Work to be completed:
Rewrite the listing below as a numbered list, leaving out any blank lines.

Data for this task:

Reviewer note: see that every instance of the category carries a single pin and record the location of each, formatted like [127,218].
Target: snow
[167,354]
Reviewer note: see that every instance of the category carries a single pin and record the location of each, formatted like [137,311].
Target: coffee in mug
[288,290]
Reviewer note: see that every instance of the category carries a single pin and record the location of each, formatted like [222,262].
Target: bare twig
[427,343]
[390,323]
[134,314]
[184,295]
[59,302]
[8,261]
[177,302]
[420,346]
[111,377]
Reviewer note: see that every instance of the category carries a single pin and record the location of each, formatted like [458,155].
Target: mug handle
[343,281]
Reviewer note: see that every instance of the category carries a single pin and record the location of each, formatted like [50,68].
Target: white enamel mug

Written response:
1. Reviewer note: see that every instance of the category carries a single pin and record the location of each, formatted like [127,218].
2. Target: snow
3. [167,354]
4. Reviewer note: see that every instance of the category carries a single pin and record the location of each, formatted like [137,311].
5. Target: coffee in mug
6. [288,290]
7. Reviewer note: see that every instance of the category carries a single pin and record the location of each, formatted like [222,262].
8. Target: bare twig
9. [427,343]
10. [390,323]
11. [134,314]
12. [184,295]
13. [59,302]
14. [8,261]
15. [177,302]
16. [420,346]
17. [111,377]
18. Reviewer note: see that every instance of the category carries a single pin and record the location of each, formatted like [458,155].
19. Target: mug handle
20. [343,281]
21. Reviewer note: see that every instance of the category carries a single pin and record the location of each, formatted like [50,68].
22. Target: white enamel mug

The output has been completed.